> _PROMPT A_: Transcribe the passage on commodity check-off programs between "3. Conclusion" and "a larger (smaller)", inclusive.

··· EXCERPT PROVIDED

A related issue is the distribution of benefits and costs among producers
of different commodities. In some cases the different commodities may
be covered by a single check-off program (as in the California Tree Fruit
Agreement, covering peaches, plums, and nectarines) and in some other
cases by competing programs (as in the beef and pork industries); and
in other cases again, some commodities may be covered while others are
not (e.g., comparing poultry versus red meat). In any of these instances,
cross-commodity impacts imply divergences between the incidence of costs
of a check-off and the benefits from research or promotion, and incentives
of managers of check-off funds will diverge from the interests of the
broader society. In previous work we suggested that beggar-thy-neighbor
elements could lead to excessive investments in generic commodity promotion.
Similar results might be expected when R&D has a beggar-thy-neighbor
element, whilst the converse will be found in the case of positive technology
spillovers from one commodity group to others.
3. Conclusion
Commodity check-off programs have implications for the welfare of consumers,
producers, and taxpayers in addition to their effects on those producers
who are allowed to vote on the programs. The distributional outcomes have
implications for both fairness and efficiency. If the producer group that
comprises the constituency of the check-off program bears a larger (smaller)
share of the costs than the benefits from a check-off funded activity,
then the check-off program is likely to undersupply (oversupply) that
activity from a national perspective.
The distribution of the benefits and costs of check-offs and check-off
funded programs will coincide under some conditions but an exact coincidence
seems unlikely. The distributional outcomes and their consequences are
complicated and difficult to predict. Importantly, the producers
share of program benefits depends crucially on the nature of the supply
or demand shift induced by research or promotion, which is inherently
difficult to identify. Further, many commodity markets are distorted in
ways that influence the distribution of the benefits from research or
promotion. Finally, the distributions of costs and benefits may differ
among producers of the same commodity or different commodities or across
stages of a multistage production system, and this may have implications
for the total funding raised using a check-off and how it is spent. Consequently,
the incentives of producer groups might diverge significantly from national
interests.

······
··· MATERIAL SUPPLIED

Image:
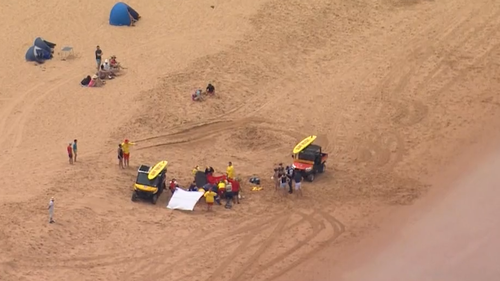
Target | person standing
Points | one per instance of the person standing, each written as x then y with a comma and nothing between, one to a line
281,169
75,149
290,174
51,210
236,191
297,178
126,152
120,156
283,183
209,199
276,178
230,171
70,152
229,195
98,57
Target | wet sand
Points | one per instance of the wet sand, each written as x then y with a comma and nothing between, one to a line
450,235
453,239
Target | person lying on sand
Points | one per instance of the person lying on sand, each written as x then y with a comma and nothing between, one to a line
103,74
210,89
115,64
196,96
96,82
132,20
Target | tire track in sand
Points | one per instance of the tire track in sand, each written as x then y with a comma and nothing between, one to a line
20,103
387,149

······

> _PROMPT B_: Convert the entries, from the line holding "Target | wet sand" through the last line of the entries, into a JSON list of strings with one string per line and blank lines omitted.

> _FULL OUTPUT A_:
3. Conclusion
Commodity check-off programs have implications for the welfare of consumers,
producers, and taxpayers in addition to their effects on those producers
who are allowed to vote on the programs. The distributional outcomes have
implications for both fairness and efficiency. If the producer group that
comprises the constituency of the check-off program bears a larger (smaller)

> _FULL OUTPUT B_:
[
  "Target | wet sand",
  "Points | one per instance of the wet sand, each written as x then y with a comma and nothing between, one to a line",
  "450,235",
  "453,239",
  "Target | person lying on sand",
  "Points | one per instance of the person lying on sand, each written as x then y with a comma and nothing between, one to a line",
  "103,74",
  "210,89",
  "115,64",
  "196,96",
  "96,82",
  "132,20",
  "Target | tire track in sand",
  "Points | one per instance of the tire track in sand, each written as x then y with a comma and nothing between, one to a line",
  "20,103",
  "387,149"
]